> [Exercises]:
a. Retype the passage about flooding in New Orleans word for word, everything from "Here, on the" down to "sense of tradition.".
b. In the passage about flooding in New Orleans, where had the neighbors kayaked from?
c. Carry on the passage about flooding in New Orleans, starting after its final sentence.

> [Text shown]:
Audubon Park, where we were headed, works as a swale. In any flood, it fills briefly, the oaks’ roots covered with water. I knew we wouldn’t be able to cross it, but still, I drove forward. I suppose I wanted my daughter to see what I had countless times: the park turned into a temporary sea.
“Wow,” my daughter said.
“Your first flood!” I yelled over the sound of the thunder. “You’re a real New Orleanian now!”
Only as I said it did I understand why I had decided to take us out into the water. I needed my daughter to see this flooding close up, to understand what it meant to live in this city that lives with water.
Here, on the edge of the Gulf of Mexico, explosions of rain accompany and relieve the summer heat. Street flooding is, if not welcome, at least expected. Wandering around the house that morning, I texted friends about the days when we had been let out of school to push our teachers’ cars to higher ground. I also called my father to remember the night we’d spent helping neighbors who had kayaked from Broadmoor dock. There was a holiday feeling to the day — a sense of tradition.

> [Material supplied]:

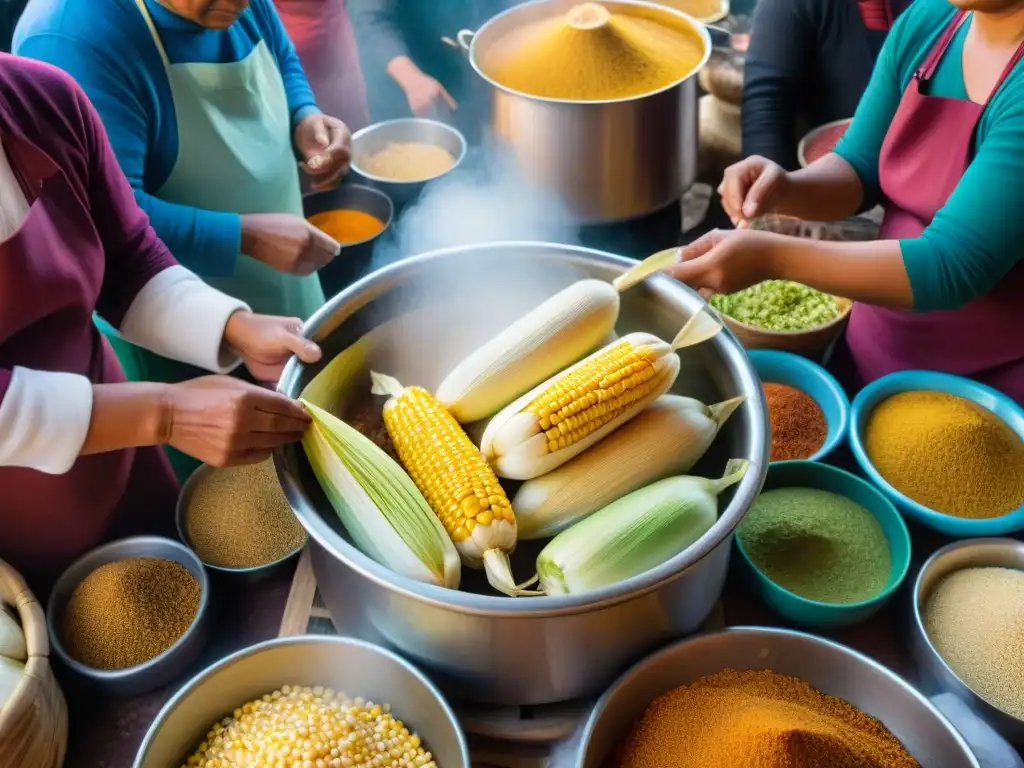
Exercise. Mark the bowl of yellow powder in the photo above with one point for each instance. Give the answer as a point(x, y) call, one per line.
point(947, 451)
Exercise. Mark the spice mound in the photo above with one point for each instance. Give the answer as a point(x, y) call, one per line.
point(817, 545)
point(408, 161)
point(778, 305)
point(239, 517)
point(128, 611)
point(302, 726)
point(798, 425)
point(588, 56)
point(947, 454)
point(975, 620)
point(759, 719)
point(347, 226)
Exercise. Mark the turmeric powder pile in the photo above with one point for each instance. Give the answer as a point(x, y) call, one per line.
point(758, 719)
point(593, 55)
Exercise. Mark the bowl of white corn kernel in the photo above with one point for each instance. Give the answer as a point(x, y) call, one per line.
point(311, 699)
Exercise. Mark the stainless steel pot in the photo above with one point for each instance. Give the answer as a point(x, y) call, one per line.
point(609, 161)
point(415, 320)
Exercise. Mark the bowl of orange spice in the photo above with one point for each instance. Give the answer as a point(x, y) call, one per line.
point(355, 216)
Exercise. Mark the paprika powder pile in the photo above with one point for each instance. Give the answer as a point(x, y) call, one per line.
point(798, 424)
point(758, 719)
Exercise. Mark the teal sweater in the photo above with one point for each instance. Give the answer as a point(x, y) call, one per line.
point(978, 236)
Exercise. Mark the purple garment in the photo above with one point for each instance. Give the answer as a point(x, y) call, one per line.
point(84, 246)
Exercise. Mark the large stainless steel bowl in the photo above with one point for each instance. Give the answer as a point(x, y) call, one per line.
point(609, 161)
point(416, 320)
point(830, 668)
point(353, 667)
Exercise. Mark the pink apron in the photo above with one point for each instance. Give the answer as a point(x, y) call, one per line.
point(923, 158)
point(51, 270)
point(324, 37)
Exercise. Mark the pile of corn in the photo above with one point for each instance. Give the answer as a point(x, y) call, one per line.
point(558, 404)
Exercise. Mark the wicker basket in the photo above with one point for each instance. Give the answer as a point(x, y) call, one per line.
point(34, 722)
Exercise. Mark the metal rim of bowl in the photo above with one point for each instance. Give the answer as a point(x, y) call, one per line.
point(888, 592)
point(109, 676)
point(867, 399)
point(918, 600)
point(181, 511)
point(814, 133)
point(602, 702)
point(188, 688)
point(495, 605)
point(820, 372)
point(699, 29)
point(370, 129)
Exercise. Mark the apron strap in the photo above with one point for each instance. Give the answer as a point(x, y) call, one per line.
point(153, 31)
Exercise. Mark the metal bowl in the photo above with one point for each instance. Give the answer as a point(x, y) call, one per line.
point(160, 670)
point(251, 574)
point(830, 668)
point(375, 137)
point(356, 668)
point(415, 320)
point(935, 673)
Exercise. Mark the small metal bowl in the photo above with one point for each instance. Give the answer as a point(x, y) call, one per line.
point(375, 137)
point(357, 668)
point(935, 673)
point(160, 670)
point(251, 574)
point(833, 669)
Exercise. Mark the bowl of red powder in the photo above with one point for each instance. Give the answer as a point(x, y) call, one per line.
point(807, 408)
point(820, 141)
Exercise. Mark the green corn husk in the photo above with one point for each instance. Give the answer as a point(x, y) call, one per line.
point(381, 508)
point(635, 534)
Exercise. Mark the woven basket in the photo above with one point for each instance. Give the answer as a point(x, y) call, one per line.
point(34, 722)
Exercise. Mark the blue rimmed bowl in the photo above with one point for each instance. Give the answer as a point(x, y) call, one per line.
point(813, 613)
point(784, 368)
point(910, 381)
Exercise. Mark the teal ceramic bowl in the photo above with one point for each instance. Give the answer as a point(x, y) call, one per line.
point(792, 370)
point(812, 613)
point(907, 381)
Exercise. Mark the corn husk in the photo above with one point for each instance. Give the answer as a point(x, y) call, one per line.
point(380, 506)
point(637, 532)
point(666, 439)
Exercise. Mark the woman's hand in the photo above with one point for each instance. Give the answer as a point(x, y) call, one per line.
point(752, 187)
point(266, 342)
point(326, 143)
point(724, 261)
point(223, 421)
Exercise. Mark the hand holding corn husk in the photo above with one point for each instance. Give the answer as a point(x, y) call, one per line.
point(666, 439)
point(459, 485)
point(577, 408)
point(382, 510)
point(635, 534)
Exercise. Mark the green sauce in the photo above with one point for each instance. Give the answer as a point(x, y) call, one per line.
point(818, 545)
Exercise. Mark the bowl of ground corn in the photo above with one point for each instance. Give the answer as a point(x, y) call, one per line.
point(824, 548)
point(237, 519)
point(131, 615)
point(753, 696)
point(968, 633)
point(309, 700)
point(947, 451)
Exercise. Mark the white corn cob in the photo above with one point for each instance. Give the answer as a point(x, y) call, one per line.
point(666, 439)
point(574, 409)
point(551, 336)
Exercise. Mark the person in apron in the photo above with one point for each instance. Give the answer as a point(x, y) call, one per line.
point(941, 130)
point(227, 202)
point(79, 462)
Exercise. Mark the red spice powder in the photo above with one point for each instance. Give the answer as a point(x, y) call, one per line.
point(798, 425)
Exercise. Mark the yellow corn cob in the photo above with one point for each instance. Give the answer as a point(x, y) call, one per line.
point(573, 410)
point(551, 336)
point(457, 482)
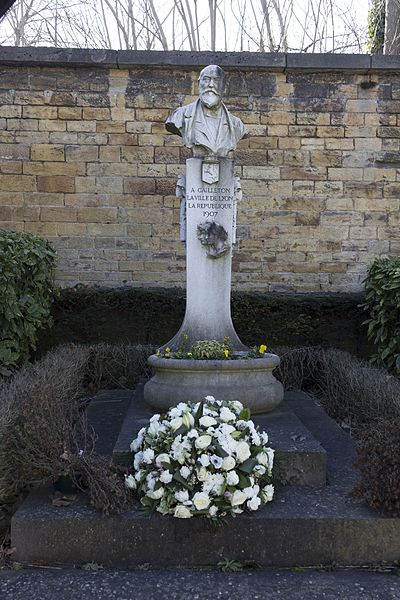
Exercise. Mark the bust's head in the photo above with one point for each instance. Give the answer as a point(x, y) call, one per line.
point(211, 86)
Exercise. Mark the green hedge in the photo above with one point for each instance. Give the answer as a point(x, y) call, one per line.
point(27, 288)
point(382, 287)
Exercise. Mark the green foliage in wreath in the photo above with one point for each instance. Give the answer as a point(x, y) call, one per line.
point(382, 287)
point(27, 290)
point(376, 27)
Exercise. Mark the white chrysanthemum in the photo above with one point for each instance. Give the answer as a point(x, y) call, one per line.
point(232, 478)
point(253, 503)
point(148, 455)
point(242, 451)
point(228, 463)
point(182, 496)
point(162, 458)
point(207, 421)
point(182, 512)
point(185, 471)
point(166, 477)
point(204, 460)
point(130, 482)
point(155, 494)
point(216, 461)
point(193, 433)
point(267, 493)
point(201, 500)
point(226, 414)
point(238, 497)
point(203, 441)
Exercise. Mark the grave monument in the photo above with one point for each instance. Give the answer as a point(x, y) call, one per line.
point(209, 194)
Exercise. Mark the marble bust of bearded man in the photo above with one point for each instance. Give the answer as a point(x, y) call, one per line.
point(206, 125)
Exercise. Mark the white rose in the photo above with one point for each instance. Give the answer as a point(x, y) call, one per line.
point(238, 497)
point(262, 459)
point(185, 472)
point(228, 463)
point(242, 451)
point(254, 503)
point(188, 420)
point(238, 406)
point(130, 482)
point(156, 494)
point(202, 474)
point(207, 421)
point(165, 477)
point(203, 441)
point(154, 428)
point(176, 423)
point(148, 456)
point(232, 478)
point(193, 433)
point(259, 470)
point(182, 496)
point(137, 460)
point(201, 500)
point(160, 458)
point(182, 512)
point(216, 461)
point(204, 460)
point(267, 493)
point(237, 510)
point(227, 415)
point(252, 491)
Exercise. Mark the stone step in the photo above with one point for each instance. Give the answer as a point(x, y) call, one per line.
point(300, 458)
point(302, 526)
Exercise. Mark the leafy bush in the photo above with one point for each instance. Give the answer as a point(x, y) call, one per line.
point(376, 27)
point(382, 287)
point(27, 288)
point(379, 463)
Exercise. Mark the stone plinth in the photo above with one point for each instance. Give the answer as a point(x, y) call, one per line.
point(248, 380)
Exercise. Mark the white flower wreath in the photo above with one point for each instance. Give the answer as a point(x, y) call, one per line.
point(204, 459)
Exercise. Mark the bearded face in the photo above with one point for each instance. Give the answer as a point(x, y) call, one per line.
point(210, 88)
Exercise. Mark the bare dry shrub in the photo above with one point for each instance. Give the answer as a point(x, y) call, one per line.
point(120, 365)
point(43, 430)
point(379, 463)
point(39, 409)
point(349, 388)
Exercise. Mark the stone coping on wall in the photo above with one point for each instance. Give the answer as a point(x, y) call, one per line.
point(274, 61)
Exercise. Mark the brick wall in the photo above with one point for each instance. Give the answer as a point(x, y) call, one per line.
point(87, 163)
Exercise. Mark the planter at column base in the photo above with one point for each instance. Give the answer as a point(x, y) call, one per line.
point(248, 380)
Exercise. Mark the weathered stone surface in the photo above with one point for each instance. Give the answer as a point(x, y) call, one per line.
point(76, 114)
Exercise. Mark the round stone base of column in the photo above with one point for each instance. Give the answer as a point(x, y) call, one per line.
point(250, 381)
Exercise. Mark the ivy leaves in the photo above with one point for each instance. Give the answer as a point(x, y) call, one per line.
point(27, 288)
point(382, 287)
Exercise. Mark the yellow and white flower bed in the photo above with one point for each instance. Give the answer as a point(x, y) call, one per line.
point(206, 458)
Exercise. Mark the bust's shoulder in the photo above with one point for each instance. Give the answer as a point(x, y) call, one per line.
point(175, 120)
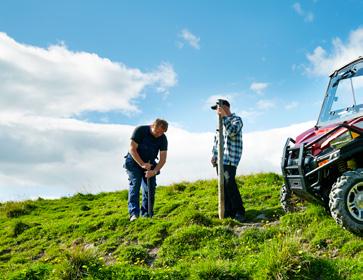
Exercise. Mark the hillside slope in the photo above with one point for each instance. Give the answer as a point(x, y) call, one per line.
point(90, 237)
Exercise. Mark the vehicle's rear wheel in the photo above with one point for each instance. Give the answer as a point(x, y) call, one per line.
point(286, 199)
point(346, 201)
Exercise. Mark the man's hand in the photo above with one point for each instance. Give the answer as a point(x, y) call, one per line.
point(214, 161)
point(146, 166)
point(150, 173)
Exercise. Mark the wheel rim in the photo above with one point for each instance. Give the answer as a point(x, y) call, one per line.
point(355, 201)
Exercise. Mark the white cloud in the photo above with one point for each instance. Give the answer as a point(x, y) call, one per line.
point(258, 87)
point(265, 104)
point(51, 157)
point(323, 63)
point(189, 38)
point(59, 83)
point(291, 105)
point(307, 15)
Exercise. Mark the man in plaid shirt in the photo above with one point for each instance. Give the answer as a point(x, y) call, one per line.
point(232, 153)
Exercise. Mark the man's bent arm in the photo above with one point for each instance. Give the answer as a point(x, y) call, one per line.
point(161, 162)
point(135, 155)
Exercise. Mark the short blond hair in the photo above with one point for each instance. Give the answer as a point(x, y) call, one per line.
point(161, 123)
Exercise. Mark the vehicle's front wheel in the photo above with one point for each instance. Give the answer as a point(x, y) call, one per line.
point(346, 201)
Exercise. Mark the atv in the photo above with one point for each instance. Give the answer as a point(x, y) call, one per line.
point(325, 163)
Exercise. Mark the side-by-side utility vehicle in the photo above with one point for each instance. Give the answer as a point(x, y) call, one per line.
point(325, 163)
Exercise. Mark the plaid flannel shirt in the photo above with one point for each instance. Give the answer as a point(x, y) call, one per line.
point(233, 144)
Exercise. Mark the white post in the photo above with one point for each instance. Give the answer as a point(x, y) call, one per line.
point(220, 169)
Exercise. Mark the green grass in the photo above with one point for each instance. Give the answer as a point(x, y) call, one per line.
point(89, 237)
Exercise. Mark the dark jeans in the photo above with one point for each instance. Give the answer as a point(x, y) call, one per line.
point(233, 202)
point(137, 179)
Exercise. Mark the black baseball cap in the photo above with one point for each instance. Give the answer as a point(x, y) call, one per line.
point(220, 102)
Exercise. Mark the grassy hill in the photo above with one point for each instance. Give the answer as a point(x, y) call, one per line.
point(90, 237)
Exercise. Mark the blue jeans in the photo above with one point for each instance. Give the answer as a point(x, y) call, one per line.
point(137, 179)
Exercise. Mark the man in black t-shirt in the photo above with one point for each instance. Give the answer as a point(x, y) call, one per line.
point(147, 142)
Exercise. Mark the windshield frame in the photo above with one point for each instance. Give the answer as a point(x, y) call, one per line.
point(326, 115)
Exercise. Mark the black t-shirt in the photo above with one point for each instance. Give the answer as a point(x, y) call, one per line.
point(148, 145)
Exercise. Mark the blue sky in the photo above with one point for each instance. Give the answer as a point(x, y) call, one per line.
point(71, 69)
point(240, 43)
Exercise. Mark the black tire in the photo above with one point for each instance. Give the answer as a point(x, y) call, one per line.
point(346, 201)
point(286, 199)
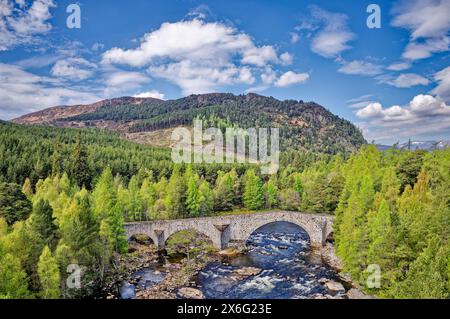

> [Responses]:
a.
Here, on the edge of the Gulf of Mexico, explosions of rain accompany and relieve the summer heat. Street flooding is, if not welcome, at least expected. Wandering around the house that morning, I texted friends about the days when we had been let out of school to push our teachers’ cars to higher ground. I also called my father to remember the night we’d spent helping neighbors who had kayaked from Broadmoor dock. There was a holiday feeling to the day — a sense of tradition.

b. Broadmoor dock

c.
Later that afternoon, though, as I watched the flood slowly sink on the street outside of my window, a friend called to tell me that the Mississippi was projected to rise to 20 feet on Saturday, when Barry would push a surge up into the mouth of the already swollen river. At 20 feet — the highest level recorded by river gauges since 1927 — some levees would be overtopped, and there was a chance, slim but real, that they would be undermined and break, allowing the river to enter the city, as the lake had rushed in through breaches in our levees in 2005. Hurricane Katrina passed through me like a ghost. I went ice cold.
Our family home was built before the modern levee system was put in place following the Mississippi flood of 1927. It is built on the river’s “natural levee” — a strip of high ground built by river sediment during floods — and raised on four-foot piers. Consequently, when the levees failed during Katrina, the floodwaters missed the floor joists by inches. Since the levees were built, however, the houses of New Orleans have been built closer to the ground, and that ground has sunk below the sea.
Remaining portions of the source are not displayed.